======== Passage ========

RAGTIME
HISTORICAL FIGURES
RAGTIME is a work of historical fiction. While the main characters - Mother, Coalhouse, and Tateh - are all fictional, there are many characters based on real people from the Progressive Era. Hover over or click the images below to learn more about the historical figures in RAGTIME.

Born in 1869 to an Orthodox Lithuanian Jewish family, Goldman immigrated to the United States in 1885 where she became a political activist. An anarchist who opposed capitalism, she advocated for women’s rights, sexual freedom, and workers’ rights through her rousing speeches and writings until her deportation to Russia in 1919.
Emma Goldman

Born into slavery in 1856, Washington was freed during the Civil War and went on to pursue higher education in Washington D.C. When he was 25 years old, he was appointed the founding principal of Tuskegee Institute and went on to greatly expand the institution. He believed that Black Americans would achieve racial progress through vocational education and skills development, which is what he advocated for in his 1895 “Atlanta Compromise” speech. His emphasis on slow progress and vocational education drew criticism from other Black leaders, like W.E.B. DuBois, who disagreed with Washington’s accommodationist approach.
Booker T. Washington

Born Erik Weisz in 1874 Hungary to a Jewish family, Houdini immigrated to the United States with his mother and siblings in 1878. He made his name as a stage performer in New York City, where he became the most famous escape artist and magician in the early 1900s.
Harry Houdini

Discovered at 14 years old, Florence Evelyn Nesbit was a model, actress, and media sensation. She was involved in the 1906 "Trial of the Century” when her husband, Harry K. Thaw shot and killed her former lover and benefactor, architect Stanford White. White was 31 years older than Nesbit and had begun their relationship by sexually assaulting Nesbit when she was 17. Their relationship continued for a year but was over by the time Nesbit and Thaw married. Thaw, a millionaire who was addicted to drugs and had a history of abusive behavior, was jealous of White. At the trial, Thaw was found to be insane and sent to a state hospital for the criminally insane.
Evelyn Nesbit

Known for founding the Ford Motor Company in 1903 and for bringing the pioneering Model T automobile to market, Ford was an American industrialist and businessman. He is credited with revolutionizing car manufacturing via the assembly line, which lowered production costs and made cars more accessible to the middle class. However, Ford also held deeply troubling beliefs. He was antisemitic, racist, anti-union, and wanted to “Americanize” his immigrant employees. He set up a “Sociological Department” at his factory that inspected workers’ homes: if they weren’t living in ways that Ford deemed appropriate, he docked their pay. He violently put down union protests, had his Black employees work the most dangerous jobs at his factory, and spread conspiracy theories about Jewish people through a newspaper he published.
Henry Ford

John Pierpont Morgan was an American financier and investment banker during the Gilded Age and Progressive Era (1870s-1920s), known as a key leader in Wall Street’s corporate finance industry. He was a driving force behind the creation of prominent corporations like U.S. Steel and General Electric, making him a symbol of wealth and power in his era.
J.P. Morgan

Robert Edwin Peary Sr. was an American explorer and US Navy officer, known for his many expeditions to the Arctic from the late 1800s to early 1900s. He famously claimed to have reached the North Pole on a 1908 expedition.
Admiral Peary

Matthew Alexander Henson, born in 1866 Maryland to free sharecroppers, was a Black American explorer. He was best known for accompanying Admiral Peary on his many expeditions to the Arctic, including their 1908 trip to the North Pole.

========

Exercise requirements
**a)** Can you rewrite the stretch from "Booker T. Washington" through "the early 1900s." in the RAGTIME page, changing "magician" to "illusionist"?
**b)** According to the RAGTIME page, why did Booker T. Washington draw criticism from other Black leaders? Answer in one to three sentences.
**c)** Answer these questions from the RAGTIME page:
(i) In what year did Emma Goldman immigrate to the United States?
(ii) What was Harry Houdini's birth name?
(iii) On an expedition in what year did Robert Edwin Peary claim to have reached the North Pole?
The items after this page are separate material and have no link to the RAGTIME page.

======== Excerpted records ========

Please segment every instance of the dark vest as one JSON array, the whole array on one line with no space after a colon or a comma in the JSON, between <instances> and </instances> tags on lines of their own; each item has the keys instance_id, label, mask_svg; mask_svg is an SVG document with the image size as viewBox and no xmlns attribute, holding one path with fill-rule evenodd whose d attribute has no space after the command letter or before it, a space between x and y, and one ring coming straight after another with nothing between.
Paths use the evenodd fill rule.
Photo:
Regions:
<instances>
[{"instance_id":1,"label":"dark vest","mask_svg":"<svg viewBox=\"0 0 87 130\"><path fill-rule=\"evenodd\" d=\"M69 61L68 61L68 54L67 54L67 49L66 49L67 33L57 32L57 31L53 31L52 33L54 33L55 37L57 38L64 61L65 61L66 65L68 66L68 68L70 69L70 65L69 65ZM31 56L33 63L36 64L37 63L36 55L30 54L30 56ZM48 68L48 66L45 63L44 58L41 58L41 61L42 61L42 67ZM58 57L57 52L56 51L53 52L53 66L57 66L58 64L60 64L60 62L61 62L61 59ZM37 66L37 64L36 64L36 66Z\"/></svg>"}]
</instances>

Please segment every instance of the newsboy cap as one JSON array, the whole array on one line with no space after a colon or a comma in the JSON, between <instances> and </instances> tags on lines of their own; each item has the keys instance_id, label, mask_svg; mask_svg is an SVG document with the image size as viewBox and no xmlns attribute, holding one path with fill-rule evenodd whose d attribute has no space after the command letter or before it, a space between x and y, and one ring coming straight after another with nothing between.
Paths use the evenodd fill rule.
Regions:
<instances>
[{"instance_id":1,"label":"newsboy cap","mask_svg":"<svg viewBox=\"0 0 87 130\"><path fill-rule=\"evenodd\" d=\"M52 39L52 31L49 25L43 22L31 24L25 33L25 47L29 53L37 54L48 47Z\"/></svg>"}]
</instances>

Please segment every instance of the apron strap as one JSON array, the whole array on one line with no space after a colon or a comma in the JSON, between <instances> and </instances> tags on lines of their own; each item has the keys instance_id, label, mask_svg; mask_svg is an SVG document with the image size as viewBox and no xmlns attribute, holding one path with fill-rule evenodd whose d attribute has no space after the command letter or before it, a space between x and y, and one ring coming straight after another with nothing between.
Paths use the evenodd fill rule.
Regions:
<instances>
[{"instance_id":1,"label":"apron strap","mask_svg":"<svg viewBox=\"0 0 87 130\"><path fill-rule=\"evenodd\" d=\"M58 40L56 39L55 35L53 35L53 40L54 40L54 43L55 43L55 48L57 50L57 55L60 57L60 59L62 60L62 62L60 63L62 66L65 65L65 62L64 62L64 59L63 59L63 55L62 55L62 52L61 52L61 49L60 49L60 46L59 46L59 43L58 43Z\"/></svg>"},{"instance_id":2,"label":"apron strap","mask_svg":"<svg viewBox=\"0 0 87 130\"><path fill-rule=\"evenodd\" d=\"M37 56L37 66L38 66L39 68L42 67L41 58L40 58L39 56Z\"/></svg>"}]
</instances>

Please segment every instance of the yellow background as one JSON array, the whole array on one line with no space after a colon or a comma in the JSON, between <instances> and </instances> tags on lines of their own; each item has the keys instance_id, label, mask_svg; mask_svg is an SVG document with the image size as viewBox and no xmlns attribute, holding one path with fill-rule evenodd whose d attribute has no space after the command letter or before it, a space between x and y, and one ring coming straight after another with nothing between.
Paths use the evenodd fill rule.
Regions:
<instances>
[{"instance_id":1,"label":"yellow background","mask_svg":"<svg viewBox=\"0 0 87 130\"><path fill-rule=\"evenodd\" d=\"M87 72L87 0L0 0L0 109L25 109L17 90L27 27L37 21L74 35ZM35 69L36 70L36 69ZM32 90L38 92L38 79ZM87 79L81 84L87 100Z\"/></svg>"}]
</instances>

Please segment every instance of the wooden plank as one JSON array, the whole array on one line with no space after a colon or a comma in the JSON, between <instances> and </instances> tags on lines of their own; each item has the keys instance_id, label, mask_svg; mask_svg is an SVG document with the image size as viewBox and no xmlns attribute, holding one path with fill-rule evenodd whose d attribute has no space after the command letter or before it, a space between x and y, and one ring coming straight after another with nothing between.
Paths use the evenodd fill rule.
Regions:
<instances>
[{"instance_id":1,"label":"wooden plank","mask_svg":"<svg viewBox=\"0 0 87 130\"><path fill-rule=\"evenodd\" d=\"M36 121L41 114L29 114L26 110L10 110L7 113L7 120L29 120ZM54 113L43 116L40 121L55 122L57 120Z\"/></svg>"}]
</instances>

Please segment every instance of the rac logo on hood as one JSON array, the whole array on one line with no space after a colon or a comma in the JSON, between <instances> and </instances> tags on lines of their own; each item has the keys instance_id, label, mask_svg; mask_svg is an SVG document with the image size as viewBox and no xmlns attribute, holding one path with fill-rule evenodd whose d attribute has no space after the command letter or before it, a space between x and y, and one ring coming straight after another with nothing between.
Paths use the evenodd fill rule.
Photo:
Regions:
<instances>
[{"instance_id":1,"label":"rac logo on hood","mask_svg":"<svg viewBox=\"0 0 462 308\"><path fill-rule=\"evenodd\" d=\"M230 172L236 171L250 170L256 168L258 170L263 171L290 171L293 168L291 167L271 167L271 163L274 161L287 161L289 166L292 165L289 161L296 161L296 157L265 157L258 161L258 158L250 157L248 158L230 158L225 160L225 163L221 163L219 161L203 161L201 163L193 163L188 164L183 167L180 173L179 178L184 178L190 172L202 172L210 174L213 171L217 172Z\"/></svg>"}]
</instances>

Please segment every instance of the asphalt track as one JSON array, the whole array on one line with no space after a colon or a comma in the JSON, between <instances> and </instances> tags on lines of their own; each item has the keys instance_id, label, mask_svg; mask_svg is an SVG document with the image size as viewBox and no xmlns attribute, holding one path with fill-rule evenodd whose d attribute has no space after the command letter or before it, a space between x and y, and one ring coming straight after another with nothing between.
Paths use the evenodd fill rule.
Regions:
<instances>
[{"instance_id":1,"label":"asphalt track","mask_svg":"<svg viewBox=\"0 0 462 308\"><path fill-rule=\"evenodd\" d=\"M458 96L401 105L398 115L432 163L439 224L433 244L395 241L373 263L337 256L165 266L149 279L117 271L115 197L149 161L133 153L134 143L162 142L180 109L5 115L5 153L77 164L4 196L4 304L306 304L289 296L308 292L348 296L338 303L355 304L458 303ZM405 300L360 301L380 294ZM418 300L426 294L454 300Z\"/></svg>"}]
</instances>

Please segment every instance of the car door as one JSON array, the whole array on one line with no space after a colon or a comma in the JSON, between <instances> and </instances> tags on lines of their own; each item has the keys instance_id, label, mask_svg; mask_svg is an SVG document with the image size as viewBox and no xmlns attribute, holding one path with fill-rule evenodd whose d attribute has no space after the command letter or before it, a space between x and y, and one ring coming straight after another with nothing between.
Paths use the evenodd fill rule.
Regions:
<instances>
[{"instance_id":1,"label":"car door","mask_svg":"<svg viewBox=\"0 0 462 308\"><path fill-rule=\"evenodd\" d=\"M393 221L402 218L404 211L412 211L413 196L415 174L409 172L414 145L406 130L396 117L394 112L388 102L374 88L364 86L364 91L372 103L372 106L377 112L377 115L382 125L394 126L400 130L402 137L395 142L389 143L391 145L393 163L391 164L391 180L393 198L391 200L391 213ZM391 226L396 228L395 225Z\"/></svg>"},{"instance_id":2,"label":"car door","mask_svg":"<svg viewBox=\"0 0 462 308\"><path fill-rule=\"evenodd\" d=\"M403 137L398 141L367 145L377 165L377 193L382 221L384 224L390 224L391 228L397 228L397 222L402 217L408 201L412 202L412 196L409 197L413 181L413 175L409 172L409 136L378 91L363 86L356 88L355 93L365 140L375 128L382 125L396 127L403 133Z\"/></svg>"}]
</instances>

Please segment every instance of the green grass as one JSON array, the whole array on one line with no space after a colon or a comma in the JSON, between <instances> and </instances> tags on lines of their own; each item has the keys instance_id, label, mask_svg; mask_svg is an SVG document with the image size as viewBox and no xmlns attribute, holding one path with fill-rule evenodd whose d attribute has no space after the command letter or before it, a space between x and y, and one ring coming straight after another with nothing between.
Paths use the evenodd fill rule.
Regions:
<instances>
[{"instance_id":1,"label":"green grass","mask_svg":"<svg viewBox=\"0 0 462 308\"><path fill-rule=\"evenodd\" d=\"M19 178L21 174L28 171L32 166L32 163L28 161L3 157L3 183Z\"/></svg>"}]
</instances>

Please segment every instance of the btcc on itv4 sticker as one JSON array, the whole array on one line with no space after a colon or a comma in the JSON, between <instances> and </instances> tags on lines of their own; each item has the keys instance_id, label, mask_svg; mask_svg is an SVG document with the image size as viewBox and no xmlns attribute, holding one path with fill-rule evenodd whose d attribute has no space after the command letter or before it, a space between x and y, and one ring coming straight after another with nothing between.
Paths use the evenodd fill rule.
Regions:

========

Task-by-task solutions
**a)**
Booker T. Washington

Born Erik Weisz in 1874 Hungary to a Jewish family, Houdini immigrated to the United States with his mother and siblings in 1878. He made his name as a stage performer in New York City, where he became the most famous escape artist and illusionist in the early 1900s.

**b)** He emphasized slow progress and vocational education. Leaders such as W.E.B. DuBois disagreed with this accommodationist approach.

**c)**
(i) 1885
(ii) Erik Weisz
(iii) 1908